[ 
https://issues.apache.org/jira/browse/ARROW-4350?page=com.atlassian.jira.plugin.system.issuetabpanels:comment-tabpanel&focusedCommentId=16789952#comment-16789952
 ] 

yu peng edited comment on ARROW-4350 at 3/11/19 8:50 PM:
---------------------------------------------------------

{code:java}
In [1]: import numpy as np 
In [2]: import pyarrow as pa 
In [3]: arr = np.empty(2, dtype=object) 
In [4]: arr[0] = np.array([1, 2]) 
In [5]: arr[1] = np.array([2, 3]) 
In [6]: pa.array(arr).to_numpy() 
--------------------------------------------------------------------------- 
NotImplementedError Traceback (most recent call last) 
<ipython-input-6-4940e4471348> in <module>() 
----> 1 pa.array(arr).to_numpy()

· · · · · · ·

# [JOBS]
1 > Does each of these statements agree with the issue comment? Answer yes or no for each, and quote the exact words of the issue comment that decide it.
(a) The comment was edited by yu peng.
(b) The array arr is created with dtype=float.
(c) The first entry of arr is set to np.array([1, 2]).
2 > Rewrite the issue comment from "In [4]: arr[0]" up to and including "----> 1 pa.array(arr).to_numpy()", putting "to_pandas" in place of "to_numpy".
You can complete the work without the records.

· · · · · · ·

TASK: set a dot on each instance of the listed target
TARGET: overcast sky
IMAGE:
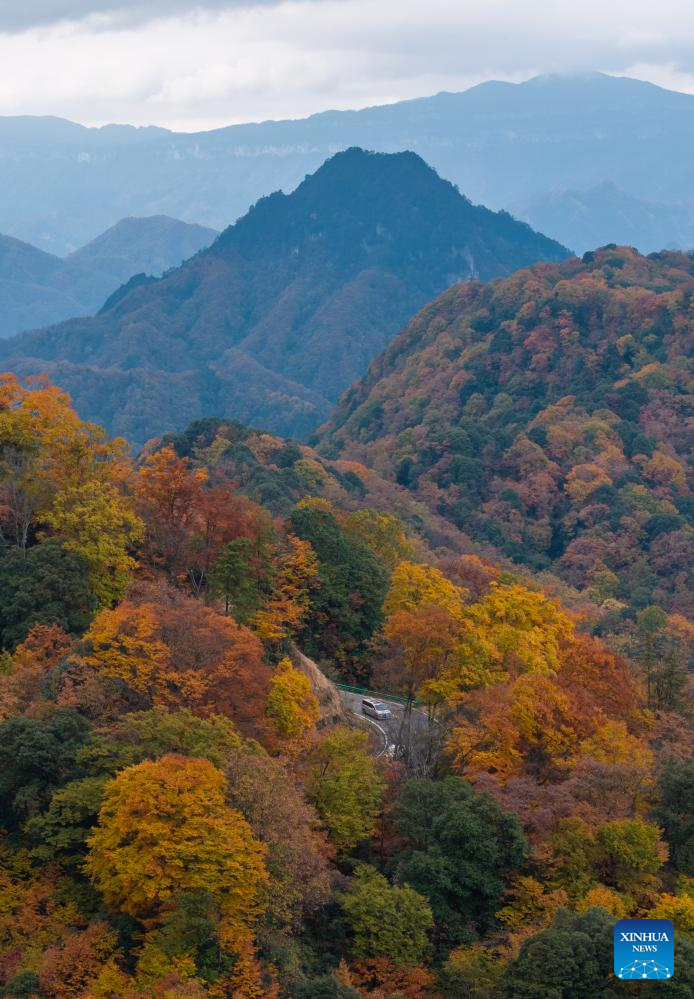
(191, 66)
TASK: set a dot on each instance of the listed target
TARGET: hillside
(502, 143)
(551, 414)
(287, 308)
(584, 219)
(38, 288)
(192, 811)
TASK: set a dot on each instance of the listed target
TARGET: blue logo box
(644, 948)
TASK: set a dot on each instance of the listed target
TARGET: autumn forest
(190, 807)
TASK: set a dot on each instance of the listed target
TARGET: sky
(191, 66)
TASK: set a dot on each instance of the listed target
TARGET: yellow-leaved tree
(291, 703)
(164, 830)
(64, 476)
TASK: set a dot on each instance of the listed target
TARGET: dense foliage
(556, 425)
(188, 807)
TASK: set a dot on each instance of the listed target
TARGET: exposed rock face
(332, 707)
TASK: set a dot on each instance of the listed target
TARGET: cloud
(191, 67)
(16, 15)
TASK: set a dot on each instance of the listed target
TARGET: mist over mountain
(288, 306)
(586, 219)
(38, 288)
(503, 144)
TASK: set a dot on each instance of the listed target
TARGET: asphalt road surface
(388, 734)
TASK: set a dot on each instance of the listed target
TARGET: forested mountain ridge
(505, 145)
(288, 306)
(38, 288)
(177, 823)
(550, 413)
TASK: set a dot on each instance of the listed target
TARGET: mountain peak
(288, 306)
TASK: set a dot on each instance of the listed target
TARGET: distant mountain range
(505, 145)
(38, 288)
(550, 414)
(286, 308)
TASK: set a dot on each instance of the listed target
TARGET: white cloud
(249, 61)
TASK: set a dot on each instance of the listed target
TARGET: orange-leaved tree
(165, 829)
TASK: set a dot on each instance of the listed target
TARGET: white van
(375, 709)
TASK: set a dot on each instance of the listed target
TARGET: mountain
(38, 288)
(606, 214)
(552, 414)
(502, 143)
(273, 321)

· · · · · · ·

# [PER-TASK OUTPUTS]
1 >
(a) Yes: "yu peng edited comment on ARROW-4350"
(b) No: "dtype=object"
(c) Yes: "arr[0] = np.array([1, 2])"

2 >
In [4]: arr[0] = np.array([1, 2]) 
In [5]: arr[1] = np.array([2, 3]) 
In [6]: pa.array(arr).to_pandas() 
--------------------------------------------------------------------------- 
NotImplementedError Traceback (most recent call last) 
<ipython-input-6-4940e4471348> in <module>() 
----> 1 pa.array(arr).to_pandas()